* _Exercise goal_
Please return every line of the records below that contains the word "white".

===== Provided data

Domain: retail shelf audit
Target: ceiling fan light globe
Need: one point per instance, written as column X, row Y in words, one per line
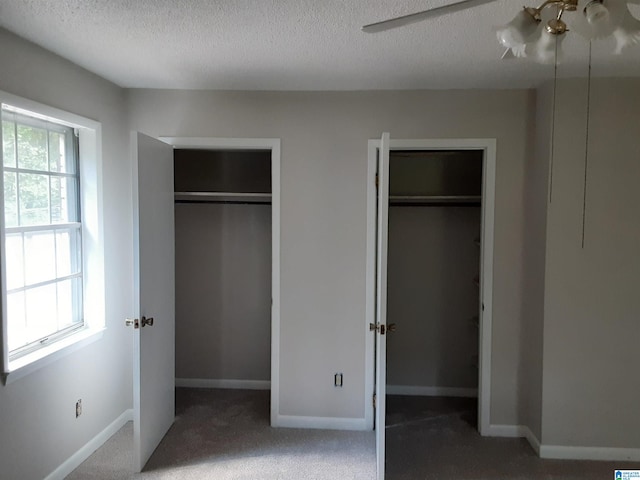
column 517, row 31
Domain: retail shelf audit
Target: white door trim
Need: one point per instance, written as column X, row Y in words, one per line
column 488, row 145
column 273, row 144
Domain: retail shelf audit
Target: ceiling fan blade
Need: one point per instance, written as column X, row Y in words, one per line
column 508, row 54
column 418, row 17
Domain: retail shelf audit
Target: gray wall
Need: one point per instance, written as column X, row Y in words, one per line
column 432, row 297
column 534, row 237
column 223, row 291
column 37, row 415
column 323, row 225
column 591, row 390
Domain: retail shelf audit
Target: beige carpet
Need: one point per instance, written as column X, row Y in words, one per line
column 224, row 435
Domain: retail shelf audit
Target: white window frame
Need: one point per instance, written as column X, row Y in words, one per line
column 90, row 164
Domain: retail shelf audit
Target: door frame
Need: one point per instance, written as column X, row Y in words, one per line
column 272, row 144
column 488, row 146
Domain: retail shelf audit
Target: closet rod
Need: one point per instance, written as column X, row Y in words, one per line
column 435, row 200
column 223, row 197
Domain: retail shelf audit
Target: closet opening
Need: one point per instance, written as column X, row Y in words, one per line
column 224, row 274
column 433, row 297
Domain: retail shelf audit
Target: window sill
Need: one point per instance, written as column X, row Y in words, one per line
column 23, row 366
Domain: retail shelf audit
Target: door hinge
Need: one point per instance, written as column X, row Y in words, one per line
column 382, row 329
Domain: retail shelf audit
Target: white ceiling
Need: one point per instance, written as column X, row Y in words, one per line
column 288, row 44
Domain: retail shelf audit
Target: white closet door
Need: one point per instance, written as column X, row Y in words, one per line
column 381, row 300
column 154, row 264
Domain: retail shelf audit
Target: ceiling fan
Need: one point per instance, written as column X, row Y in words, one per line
column 537, row 32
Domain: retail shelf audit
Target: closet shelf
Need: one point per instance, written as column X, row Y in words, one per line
column 435, row 199
column 222, row 197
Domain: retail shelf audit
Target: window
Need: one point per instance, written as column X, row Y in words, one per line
column 43, row 231
column 52, row 268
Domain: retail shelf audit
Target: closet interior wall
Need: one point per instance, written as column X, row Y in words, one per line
column 433, row 272
column 223, row 265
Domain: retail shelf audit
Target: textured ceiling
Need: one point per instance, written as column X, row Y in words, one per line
column 289, row 44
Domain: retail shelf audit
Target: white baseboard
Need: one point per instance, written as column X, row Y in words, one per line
column 509, row 431
column 223, row 383
column 91, row 446
column 432, row 391
column 561, row 452
column 532, row 439
column 590, row 453
column 325, row 423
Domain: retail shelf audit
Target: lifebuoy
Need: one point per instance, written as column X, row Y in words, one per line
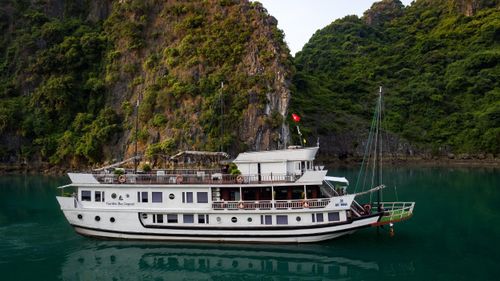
column 122, row 179
column 367, row 208
column 179, row 179
column 305, row 204
column 239, row 179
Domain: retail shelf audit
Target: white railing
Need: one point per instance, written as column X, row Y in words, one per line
column 193, row 178
column 267, row 205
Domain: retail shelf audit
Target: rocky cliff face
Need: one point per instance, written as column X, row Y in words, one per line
column 470, row 7
column 466, row 7
column 209, row 75
column 73, row 72
column 383, row 11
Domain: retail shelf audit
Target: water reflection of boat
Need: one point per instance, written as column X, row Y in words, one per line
column 204, row 262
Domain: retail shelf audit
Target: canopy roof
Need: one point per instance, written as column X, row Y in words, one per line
column 337, row 179
column 199, row 153
column 300, row 154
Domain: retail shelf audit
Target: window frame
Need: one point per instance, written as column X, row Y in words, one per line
column 82, row 198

==========

* _Result_
Target: white door trim
Target: white window frame
Target: white ceiling
Target: white closet door
Target: white baseboard
Target: white railing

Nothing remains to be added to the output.